TESTO DA ESAMINARE:
L'accusa di un paziente: «Diagnosi Covid tardiva, sono finito in terapia intensiva per un mese»

Quasi un mese di ricovero in ospedale, sei giorni di terapia intensiva, salvato dagli "angeli" dell'ospedale Civile. E nemmeno un cenno di interesse dal proprio medico di base. «Manca completamente il primo filtro tra degenza domiciliare e ricovero ospedaliero» è il duro atto d'accusa di Cristiano Capponi, 54 anni, consulente finanziario per Bnl-BNP Paribas, marito, padre, e vicepresidente vicario del gruppo Bevanda Malamocco.Capponi è sopravvissuto alla polmonite bilaterale provocata dal Covid e il suo è il punto di vista di chi ha vissuto un calvario in prima persona, concluso martedì scorso.
La sua storia inizia il 4 dicembre, quando viene contagiato durante un appuntamento di lavoro. Trascorre una settimana di terapia a casa. «Prescritta dal mio medico curante» aggiunge Capponi, «il quale ha sempre rifiutato una visita domiciliare, demandando questo impegno all'Usca», le unità sanitarie cioè che hanno il compito di sorvegliare i malati di Covid in isolamento domiciliare. Unità che si trovano subissate di lavoro.Il giorno dopo il ricovero in ospedale, siamo al 18 di dicembre, Capponi viene trasferito nel reparto di terapia intensiva con una diagnosi di polmonite bilaterale.
È qui che ha inizio il calvario. «La mia forza di sopravvivenza», spiega il consulente finanziario, «mi ha fatto indossare per 4 giorni, per 24 ore, il C-PAP, il casco al cui interno viene erogato ossigeno all'80% grazie ad un compressore. La professionalità di tutti gli operatori sanitari sta alla base della vittoria contro la malattia. Senza queste professionalità, la vita in ospedale sarebbe sicuramente altro». Ma con un filtro preventivo da parte del medico curante, racconta Capponi, in ospedale magari non sarebbe nemmeno arrivato. «Il mio non è un atto d'accusa generalizzato, ci mancherebbe. Ma avendo vissuto direttamente l'esperienza ospedaliera» aggiunge «in queste ultime settimane, ho sentito sia i commenti di medici e paramedici, sia le storie dei compagni di stanza».

DATI FORNITI:
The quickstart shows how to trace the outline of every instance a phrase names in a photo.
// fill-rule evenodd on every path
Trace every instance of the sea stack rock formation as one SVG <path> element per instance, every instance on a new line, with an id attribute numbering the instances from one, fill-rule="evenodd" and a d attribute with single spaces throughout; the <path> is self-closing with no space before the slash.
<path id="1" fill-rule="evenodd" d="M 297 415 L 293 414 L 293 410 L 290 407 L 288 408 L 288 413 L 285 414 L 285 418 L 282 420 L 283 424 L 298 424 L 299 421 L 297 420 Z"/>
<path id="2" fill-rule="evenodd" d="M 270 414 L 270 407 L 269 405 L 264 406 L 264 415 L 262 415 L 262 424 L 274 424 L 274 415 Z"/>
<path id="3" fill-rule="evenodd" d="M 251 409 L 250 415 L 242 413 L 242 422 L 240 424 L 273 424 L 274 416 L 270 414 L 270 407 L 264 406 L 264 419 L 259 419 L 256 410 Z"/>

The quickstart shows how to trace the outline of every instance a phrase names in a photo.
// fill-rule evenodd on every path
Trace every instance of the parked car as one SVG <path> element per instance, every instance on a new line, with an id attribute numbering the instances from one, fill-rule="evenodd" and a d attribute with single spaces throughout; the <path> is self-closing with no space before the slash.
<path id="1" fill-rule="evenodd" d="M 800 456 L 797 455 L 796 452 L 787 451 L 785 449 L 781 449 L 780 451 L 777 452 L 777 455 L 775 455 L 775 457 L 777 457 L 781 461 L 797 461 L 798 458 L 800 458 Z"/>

COSA FARE:
1: Riscrivi il brano dell'articolo sul paziente ricoverato per Covid che comincia con le parole "La sua storia" e termina dopo "di polmonite bilaterale.", mettendo "sette giorni" al posto di "una settimana".
2: Nell'articolo sul paziente ricoverato per Covid, in quale giorno Cristiano Capponi è stato contagiato?
3: Prosegui l'articolo sul paziente ricoverato per Covid dopo l'ultima frase riportata.

LE RISPOSTE:
1:
La sua storia inizia il 4 dicembre, quando viene contagiato durante un appuntamento di lavoro. Trascorre sette giorni di terapia a casa. «Prescritta dal mio medico curante» aggiunge Capponi, «il quale ha sempre rifiutato una visita domiciliare, demandando questo impegno all'Usca», le unità sanitarie cioè che hanno il compito di sorvegliare i malati di Covid in isolamento domiciliare. Unità che si trovano subissate di lavoro.Il giorno dopo il ricovero in ospedale, siamo al 18 di dicembre, Capponi viene trasferito nel reparto di terapia intensiva con una diagnosi di polmonite bilaterale.

2: Il 4 dicembre.

3:
Sempre lo stesso disco. «Mi sembra di ascoltare lo stesso disco», aggiunge, «si parla di liberare posti in TI, essenziali per la sopravvivenza di tutti gli ammalati non solo di Covid, e facciamo intervenire i 118 in situazioni compromesse, con polmoniti non diagnosticate in tempo, come nel mio caso, e le Usca non sono sufficienti. La presenza dei medici di base dovrebbe essere primaria anche perché conoscono i loro pazienti. Alla fine, non vorrei che la nostra sopravvivenza venga affidata all'intraprendenza di un parente che, di fronte al peggioramento della situazione, si ritrovi a richiedere l'intervento del 118 per salvarti la vita. Ovvio che la situazione sia dovuta ai troppi contagi, alla mancanza di Usca, ai comportamenti demenziali di "no virus, no mask, no vax", per cui i medici di base sono sotto pressione. Ma, in alcuni casi, sarebbe importante, anche sotto il profilo psicologico, prestare maggiore attenzione».